(Region pointing data)

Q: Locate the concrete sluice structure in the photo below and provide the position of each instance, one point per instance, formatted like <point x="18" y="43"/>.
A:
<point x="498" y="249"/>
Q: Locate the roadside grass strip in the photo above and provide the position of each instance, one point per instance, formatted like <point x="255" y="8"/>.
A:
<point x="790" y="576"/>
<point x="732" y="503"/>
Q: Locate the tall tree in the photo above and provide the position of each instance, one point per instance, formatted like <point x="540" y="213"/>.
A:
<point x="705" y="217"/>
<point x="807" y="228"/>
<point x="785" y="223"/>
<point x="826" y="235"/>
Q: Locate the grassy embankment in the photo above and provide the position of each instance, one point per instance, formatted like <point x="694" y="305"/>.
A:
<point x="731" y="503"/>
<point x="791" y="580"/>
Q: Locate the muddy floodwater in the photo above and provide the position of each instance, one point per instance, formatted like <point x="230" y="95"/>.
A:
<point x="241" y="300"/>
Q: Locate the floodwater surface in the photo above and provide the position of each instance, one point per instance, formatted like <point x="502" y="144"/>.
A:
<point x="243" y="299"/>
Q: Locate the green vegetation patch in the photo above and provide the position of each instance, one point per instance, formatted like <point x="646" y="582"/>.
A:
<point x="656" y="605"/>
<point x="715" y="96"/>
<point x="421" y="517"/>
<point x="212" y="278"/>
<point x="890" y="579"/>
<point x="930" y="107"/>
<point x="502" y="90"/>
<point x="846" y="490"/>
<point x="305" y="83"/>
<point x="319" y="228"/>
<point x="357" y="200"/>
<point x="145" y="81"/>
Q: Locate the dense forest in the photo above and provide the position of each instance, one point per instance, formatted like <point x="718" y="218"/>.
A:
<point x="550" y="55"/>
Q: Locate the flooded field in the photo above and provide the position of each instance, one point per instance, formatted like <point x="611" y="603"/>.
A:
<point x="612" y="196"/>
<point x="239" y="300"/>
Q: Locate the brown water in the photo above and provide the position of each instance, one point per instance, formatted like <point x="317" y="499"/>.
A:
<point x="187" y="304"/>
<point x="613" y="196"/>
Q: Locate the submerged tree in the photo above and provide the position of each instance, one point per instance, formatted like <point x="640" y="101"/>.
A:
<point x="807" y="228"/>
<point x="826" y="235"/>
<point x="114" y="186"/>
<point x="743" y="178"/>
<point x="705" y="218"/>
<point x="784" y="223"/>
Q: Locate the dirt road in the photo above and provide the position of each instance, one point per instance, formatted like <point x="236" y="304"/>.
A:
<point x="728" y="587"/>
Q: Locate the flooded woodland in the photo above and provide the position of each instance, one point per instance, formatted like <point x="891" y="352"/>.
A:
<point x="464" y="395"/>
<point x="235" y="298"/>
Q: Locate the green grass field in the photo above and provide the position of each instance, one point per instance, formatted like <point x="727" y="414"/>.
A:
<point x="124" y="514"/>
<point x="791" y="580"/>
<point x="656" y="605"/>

[About this exercise]
Say how many lines in the records contain the word "green". Nothing but the number is required.

[Written response]
2